Your task: Once the pictures are set aside, reproduce the entries below exactly.

Dataset entries
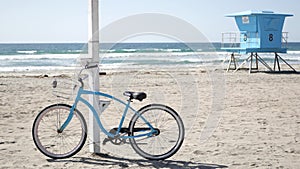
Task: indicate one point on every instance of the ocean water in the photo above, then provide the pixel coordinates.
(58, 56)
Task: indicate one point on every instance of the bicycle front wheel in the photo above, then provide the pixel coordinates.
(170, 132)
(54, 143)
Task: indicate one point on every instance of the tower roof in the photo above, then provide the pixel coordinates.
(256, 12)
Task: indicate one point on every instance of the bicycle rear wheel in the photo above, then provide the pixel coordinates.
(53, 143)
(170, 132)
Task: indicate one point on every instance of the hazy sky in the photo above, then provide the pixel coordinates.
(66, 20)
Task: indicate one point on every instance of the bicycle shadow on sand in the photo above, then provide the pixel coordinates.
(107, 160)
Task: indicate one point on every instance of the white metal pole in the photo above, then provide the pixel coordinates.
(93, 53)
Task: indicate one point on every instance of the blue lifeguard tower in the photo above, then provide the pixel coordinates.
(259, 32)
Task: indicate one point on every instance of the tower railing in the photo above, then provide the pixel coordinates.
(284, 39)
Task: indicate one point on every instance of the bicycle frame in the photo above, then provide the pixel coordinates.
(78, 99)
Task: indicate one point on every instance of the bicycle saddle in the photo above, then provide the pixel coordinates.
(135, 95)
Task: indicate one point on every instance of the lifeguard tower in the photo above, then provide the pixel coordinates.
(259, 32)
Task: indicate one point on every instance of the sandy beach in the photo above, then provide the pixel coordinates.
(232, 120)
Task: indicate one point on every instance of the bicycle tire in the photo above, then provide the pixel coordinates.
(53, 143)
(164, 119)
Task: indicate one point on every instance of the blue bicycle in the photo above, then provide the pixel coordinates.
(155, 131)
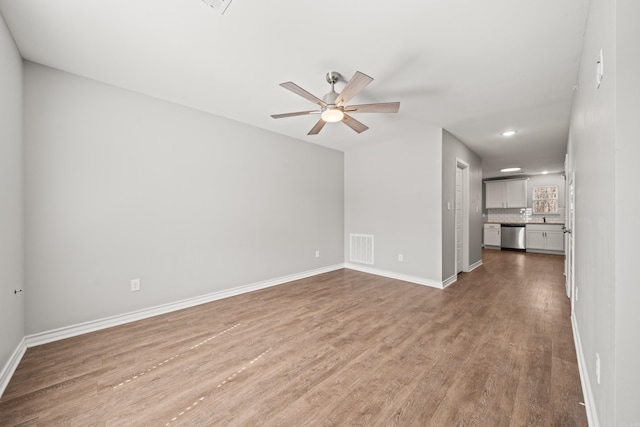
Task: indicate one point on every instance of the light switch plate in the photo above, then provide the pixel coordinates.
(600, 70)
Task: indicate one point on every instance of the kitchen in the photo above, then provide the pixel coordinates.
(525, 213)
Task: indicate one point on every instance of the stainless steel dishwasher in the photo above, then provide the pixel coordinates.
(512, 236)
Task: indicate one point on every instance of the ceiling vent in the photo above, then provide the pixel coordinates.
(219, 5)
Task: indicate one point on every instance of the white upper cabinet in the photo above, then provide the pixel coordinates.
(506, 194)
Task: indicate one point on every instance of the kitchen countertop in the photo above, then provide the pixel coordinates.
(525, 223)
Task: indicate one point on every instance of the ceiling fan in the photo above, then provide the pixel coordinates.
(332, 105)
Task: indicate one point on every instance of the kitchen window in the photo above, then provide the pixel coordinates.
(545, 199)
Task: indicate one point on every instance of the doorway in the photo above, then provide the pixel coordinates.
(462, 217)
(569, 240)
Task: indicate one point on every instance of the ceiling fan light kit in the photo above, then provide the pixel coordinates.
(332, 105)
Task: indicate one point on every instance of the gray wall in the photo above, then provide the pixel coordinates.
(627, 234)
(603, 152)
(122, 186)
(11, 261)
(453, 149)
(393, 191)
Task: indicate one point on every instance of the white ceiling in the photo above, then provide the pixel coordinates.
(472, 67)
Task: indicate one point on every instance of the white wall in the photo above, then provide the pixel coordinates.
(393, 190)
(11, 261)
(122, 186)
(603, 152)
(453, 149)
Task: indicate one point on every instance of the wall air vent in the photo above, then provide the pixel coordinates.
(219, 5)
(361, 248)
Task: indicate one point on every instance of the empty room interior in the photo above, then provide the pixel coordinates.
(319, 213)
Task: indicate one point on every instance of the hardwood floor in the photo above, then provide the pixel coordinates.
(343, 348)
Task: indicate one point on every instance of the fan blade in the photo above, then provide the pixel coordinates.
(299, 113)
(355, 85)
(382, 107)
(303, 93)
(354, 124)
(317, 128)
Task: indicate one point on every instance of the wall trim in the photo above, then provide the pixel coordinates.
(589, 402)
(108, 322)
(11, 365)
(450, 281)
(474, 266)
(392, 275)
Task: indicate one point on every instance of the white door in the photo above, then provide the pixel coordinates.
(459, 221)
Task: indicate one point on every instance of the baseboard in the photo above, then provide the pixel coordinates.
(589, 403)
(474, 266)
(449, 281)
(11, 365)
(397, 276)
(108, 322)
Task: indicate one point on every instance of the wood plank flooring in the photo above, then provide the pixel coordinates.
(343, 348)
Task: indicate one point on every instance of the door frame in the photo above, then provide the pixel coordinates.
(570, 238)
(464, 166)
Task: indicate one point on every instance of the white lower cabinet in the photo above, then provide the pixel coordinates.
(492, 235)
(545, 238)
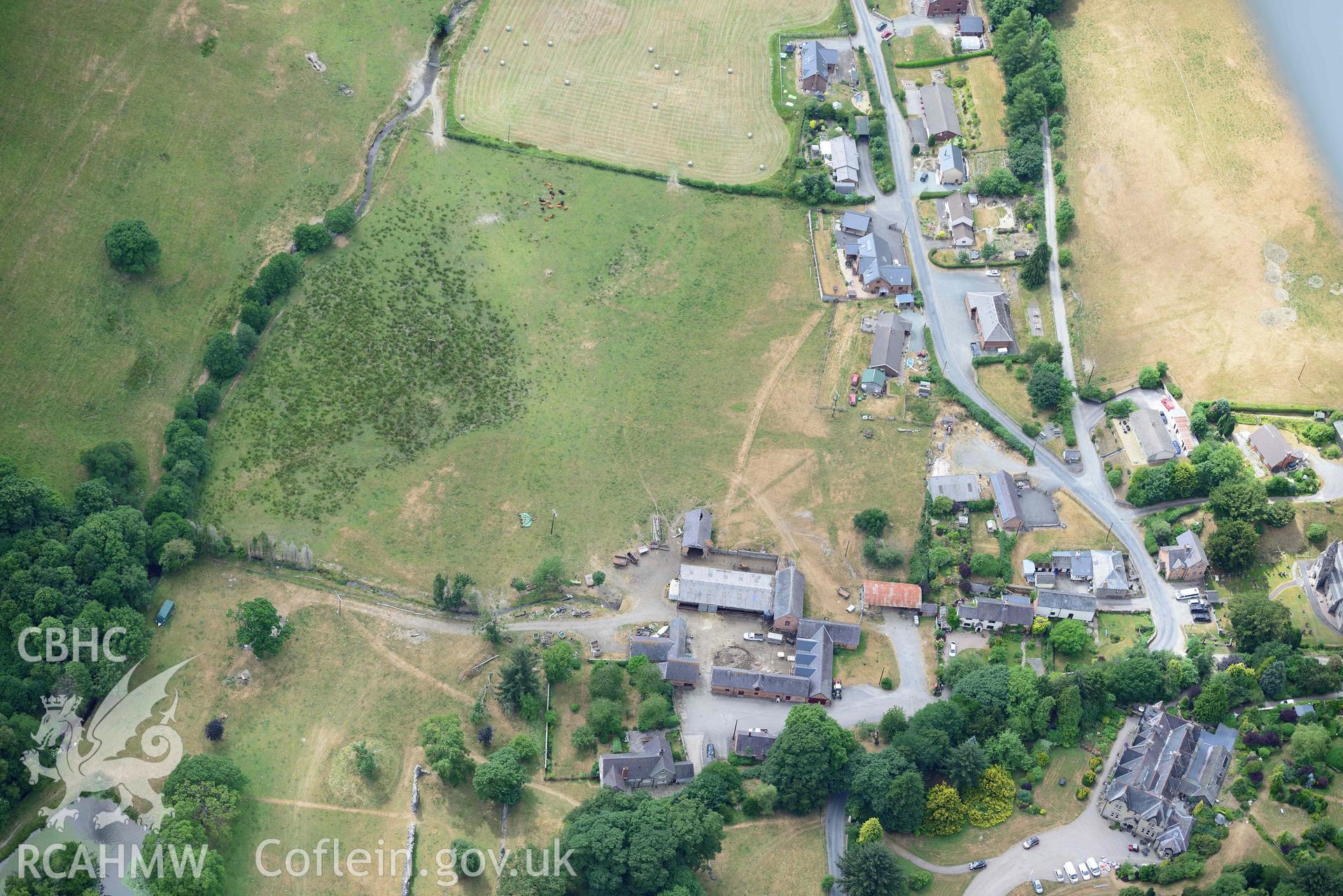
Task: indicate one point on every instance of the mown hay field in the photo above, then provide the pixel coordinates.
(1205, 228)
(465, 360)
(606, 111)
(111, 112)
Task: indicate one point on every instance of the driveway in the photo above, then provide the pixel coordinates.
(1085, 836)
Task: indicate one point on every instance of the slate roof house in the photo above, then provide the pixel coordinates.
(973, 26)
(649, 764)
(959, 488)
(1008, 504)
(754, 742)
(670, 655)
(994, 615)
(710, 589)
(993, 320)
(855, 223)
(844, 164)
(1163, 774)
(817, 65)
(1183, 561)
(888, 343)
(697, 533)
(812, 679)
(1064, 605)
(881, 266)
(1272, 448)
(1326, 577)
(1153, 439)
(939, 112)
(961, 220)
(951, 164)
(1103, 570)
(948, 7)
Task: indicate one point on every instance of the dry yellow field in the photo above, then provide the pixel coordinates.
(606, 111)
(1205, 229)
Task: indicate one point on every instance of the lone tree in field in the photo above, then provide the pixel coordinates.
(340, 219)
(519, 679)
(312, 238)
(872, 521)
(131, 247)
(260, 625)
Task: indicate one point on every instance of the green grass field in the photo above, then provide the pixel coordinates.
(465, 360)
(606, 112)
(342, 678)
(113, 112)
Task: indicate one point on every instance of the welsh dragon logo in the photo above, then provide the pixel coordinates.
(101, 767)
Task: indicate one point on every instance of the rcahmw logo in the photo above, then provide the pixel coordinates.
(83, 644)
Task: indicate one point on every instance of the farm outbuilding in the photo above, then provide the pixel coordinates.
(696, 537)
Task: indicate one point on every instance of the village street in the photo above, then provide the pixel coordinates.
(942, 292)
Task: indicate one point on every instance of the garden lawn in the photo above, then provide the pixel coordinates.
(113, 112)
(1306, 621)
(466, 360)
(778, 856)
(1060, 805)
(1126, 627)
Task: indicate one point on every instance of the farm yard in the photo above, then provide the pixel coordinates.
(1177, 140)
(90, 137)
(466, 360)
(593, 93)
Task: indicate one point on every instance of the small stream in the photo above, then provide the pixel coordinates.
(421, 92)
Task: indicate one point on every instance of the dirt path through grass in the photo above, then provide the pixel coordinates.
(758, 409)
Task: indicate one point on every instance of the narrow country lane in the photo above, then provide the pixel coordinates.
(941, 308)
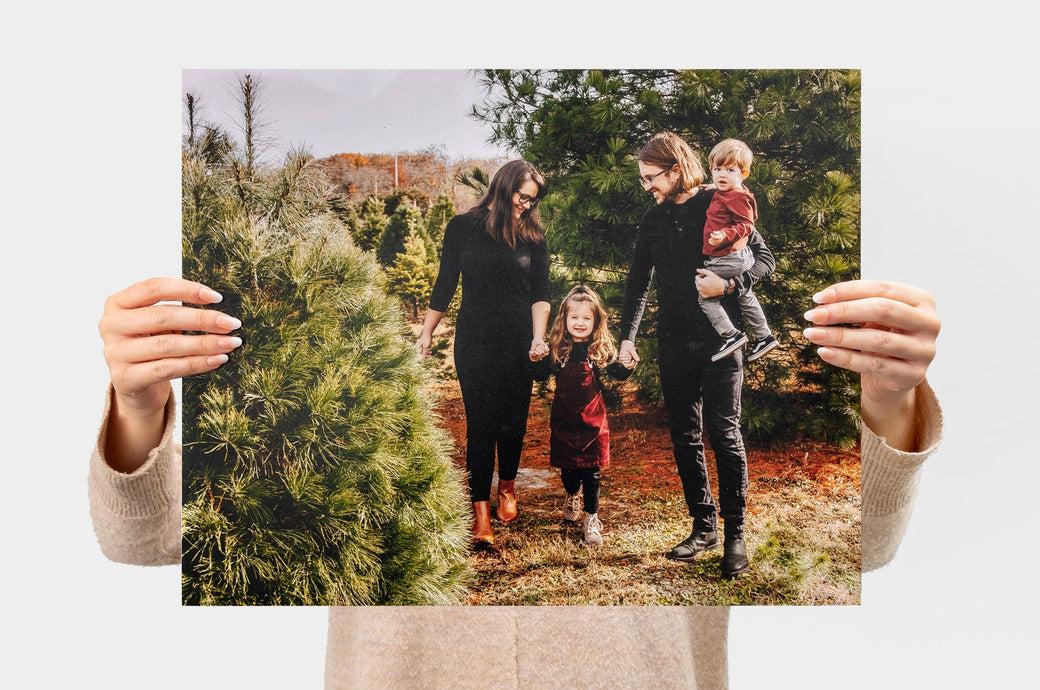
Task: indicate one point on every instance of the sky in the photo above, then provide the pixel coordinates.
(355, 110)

Solution for this problem:
Task: indicate one point on every instance of the ocean water in the photo above, then provide the pixel coordinates.
(58, 56)
Task: indicate one point on every instance of the bicycle front wheel in the photo above, then provide the pixel coordinates.
(170, 132)
(54, 143)
Task: indicate one point on every instance of the tower roof in the photo above, then provide the pixel coordinates.
(256, 12)
Task: indicate one point on every instance of the bicycle rear wheel in the photo above, then provide the pixel coordinates.
(53, 143)
(170, 132)
Task: indicate one point on every instance of the hazy sky in the photo above, then provide the pixel coordinates.
(66, 20)
Task: indicate one point on every instance of the bicycle shadow on sand in the photo above, then provide the pixel coordinates.
(107, 160)
Task: indicate one point on every instance of the white metal pole in the photo above, then provide the pixel coordinates.
(93, 53)
Task: indicate one point on every instance of the blue lifeguard tower in the photo above, then provide the pixel coordinates.
(259, 32)
Task: indicate one point on every instance of the tower railing in the photo above, then provide the pixel coordinates.
(284, 39)
Task: indicate one point on every instance of the bicycle frame in the photo above, then provide the pixel coordinates.
(78, 99)
Task: indicate one point on every instance of the bicycle saddle in the photo above, then provide the pixel coordinates.
(135, 95)
Task: indicate one point on every instance of the lifeguard tower in the photo above, then provide the pixel coordinates.
(259, 32)
Task: indicate one point on every instance of the sandy beach in the photo above, then provide the pixel coordinates.
(232, 120)
Task: indicate one point on every instance of the bicycle tire in the photo above, then provide the pixel coordinates.
(53, 143)
(164, 119)
Task: indicate one point on every instance of the blue bicycle in the photo above, then provide the pixel coordinates.
(155, 131)
Task: indicate one point on every instance of the light switch plate in the photo above, then provide the pixel coordinates.
(600, 70)
Task: indicate one point on every instance of the kitchen in the photo above, then provide the pixel coordinates.
(525, 213)
Task: indicate one point on every instance of the stainless steel dishwasher in the photo above, then provide the pixel coordinates.
(512, 236)
Task: indicate one point on every instance of the ceiling vent in the photo above, then provide the pixel coordinates.
(219, 5)
Task: indicate one point on every instance of the white upper cabinet in the photo above, then provide the pixel coordinates.
(506, 194)
Task: indicate one point on every instance of the kitchen countertop in the photo above, then provide the pixel coordinates.
(525, 223)
Task: indicate one point on every instance of the ceiling fan in the photo above, then provide the pixel coordinates.
(332, 105)
Task: indicate one point on every instance of the kitchen window in the photo above, then provide the pixel coordinates.
(545, 199)
Task: indicate one point on every instance of the doorway in the photo above, then provide the pixel coordinates.
(462, 217)
(569, 240)
Task: indicate one point on every instance of the ceiling fan light kit in the photo above, then provide the pixel coordinates.
(332, 105)
Task: indicate one point on every instance of the gray wall in the photo above, then provide the pixel coordinates.
(627, 234)
(603, 152)
(122, 186)
(11, 261)
(453, 149)
(393, 191)
Task: indicate one point on every instance of the white ceiling in the photo above, then provide the pixel coordinates.
(472, 67)
Task: indicate one point on every instance of the white wall in the photo above, then provide the pixel coordinates.
(393, 190)
(11, 261)
(122, 186)
(603, 152)
(453, 149)
Task: indicate one point on every instance of the wall air vent in the photo above, then provide the pixel coordinates.
(219, 5)
(361, 248)
Task: indicate one point on every instance of the empty room interior in the photo above, then provide the pixel coordinates.
(319, 213)
Task: indicate one point on every instance of the hardwood floor in the photo above, then provide the pixel coordinates.
(343, 348)
Task: indicate one point on every instance of the fan blade in the photo above, then provide the pixel coordinates.
(299, 113)
(355, 85)
(382, 107)
(303, 93)
(354, 124)
(317, 128)
Task: indicate one point on every instance of the wall trim in the photo above, then provide the pixel coordinates.
(589, 402)
(108, 322)
(11, 365)
(450, 281)
(474, 266)
(392, 275)
Task: indicate one point on every instance of the white door in the photo above, then provide the pixel coordinates.
(459, 221)
Task: indicate one point on every instance of the baseboard in the photo above, then provide the pixel coordinates.
(589, 403)
(474, 266)
(449, 281)
(11, 365)
(397, 276)
(108, 322)
Task: indicate one point on every instance of the wood plank flooring in the photo above, then provide the pixel coordinates.
(343, 348)
Task: indicate one point on every instance of the door frame in the photo above, then provide the pixel coordinates.
(570, 238)
(464, 166)
Task: indicate one point on every instance of the white lower cabinet in the photo above, then provide the pixel coordinates.
(492, 235)
(545, 238)
Task: indicate one point on every instance of the mown hay field in the photo above, then provide the pixel coordinates.
(1205, 228)
(465, 360)
(606, 111)
(111, 112)
Task: indicate one point on every instance of the driveway in the photo above, then provide the pixel coordinates.
(1085, 836)
Task: indicate one point on every instance of the slate roof house in the photo above, then provide the pixel coordinates.
(973, 26)
(649, 764)
(959, 488)
(1008, 504)
(754, 742)
(670, 655)
(994, 615)
(710, 589)
(993, 320)
(855, 223)
(844, 164)
(1163, 774)
(817, 65)
(1183, 561)
(888, 343)
(697, 533)
(812, 679)
(1064, 605)
(881, 266)
(1272, 448)
(1326, 577)
(1153, 439)
(939, 112)
(961, 220)
(951, 164)
(1103, 570)
(948, 7)
Task: indicate one point on every instance of the dry yellow field in the photo above, then provide the pixel coordinates.
(606, 111)
(1205, 229)
Task: indicate one point on every instance of the lone tree in field in the photo above, then provide the pixel coordinates.
(340, 219)
(519, 679)
(312, 238)
(872, 521)
(131, 247)
(260, 625)
Task: indicate one point on every instance of the green grass field in the photo above, then provide the pixel coordinates.
(465, 360)
(606, 112)
(342, 678)
(113, 112)
Task: indicate one point on every instance of the welsh dragon logo in the photo above, then provide the pixel coordinates.
(101, 767)
Task: indicate one point on every instance of the rcahmw logo in the photo above, then provide the pixel coordinates.
(83, 644)
Task: indicate one point on every instance of the farm outbuilding in the photo above, then provide the pixel coordinates.
(696, 537)
Task: indicate one point on every instance of the village street in the photo above, then provide the pixel coordinates.
(942, 292)
Task: indicate one point on every instance of the garden lawn in the photo above, then provide the pixel coordinates.
(113, 112)
(1306, 621)
(466, 360)
(778, 856)
(1060, 805)
(1126, 627)
Task: indicate one point on every instance of the farm yard in the photo above, then provide the pixel coordinates.
(1177, 140)
(90, 137)
(466, 360)
(593, 93)
Task: indicate one point on every instance of the small stream in the photo above, then provide the pixel coordinates.
(421, 92)
Task: indicate one point on every instance of the dirt path through grass in the photo above, then provide the pixel coordinates.
(758, 409)
Task: indicate one point on every instance of the narrow country lane in the photo above, then provide the pixel coordinates.
(941, 308)
Task: indicate one point on every instance of the sky in the photo above, then provide the pixel coordinates.
(355, 110)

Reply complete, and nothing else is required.